▶ **Problem**
Render the material below as a two-column CSV with the header row `label_request,outline_answer` and one row for each request. Put the request text and its answer each in a single quoted field, with every line break replaced by a space.

▶ **Supplied entries**
____________
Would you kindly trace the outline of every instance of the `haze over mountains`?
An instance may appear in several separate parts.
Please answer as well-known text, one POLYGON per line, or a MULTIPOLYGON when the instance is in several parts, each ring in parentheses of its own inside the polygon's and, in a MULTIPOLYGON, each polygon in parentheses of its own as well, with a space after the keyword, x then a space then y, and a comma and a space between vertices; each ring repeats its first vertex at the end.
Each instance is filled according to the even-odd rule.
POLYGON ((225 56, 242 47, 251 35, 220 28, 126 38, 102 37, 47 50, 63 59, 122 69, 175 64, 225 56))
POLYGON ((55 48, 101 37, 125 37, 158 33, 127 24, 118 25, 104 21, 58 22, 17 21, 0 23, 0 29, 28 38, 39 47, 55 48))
____________
▶ **Full answer**
label_request,outline_answer
"Would you kindly trace the outline of every instance of the `haze over mountains`? An instance may appear in several separate parts. Please answer as well-known text, one POLYGON per line, or a MULTIPOLYGON when the instance is in several parts, each ring in parentheses of its own inside the polygon's and, in a MULTIPOLYGON, each polygon in parentheses of its own as well, with a space after the keyword, x then a space then y, and a comma and a space between vertices; each ring repeats its first vertex at the end. Each instance is filled according to the even-odd rule.","POLYGON ((225 56, 242 47, 251 35, 220 28, 126 38, 102 37, 47 50, 63 59, 122 69, 175 64, 225 56)) POLYGON ((55 48, 101 37, 125 37, 158 33, 127 24, 118 25, 104 21, 58 22, 17 21, 0 23, 0 29, 28 38, 39 47, 55 48))"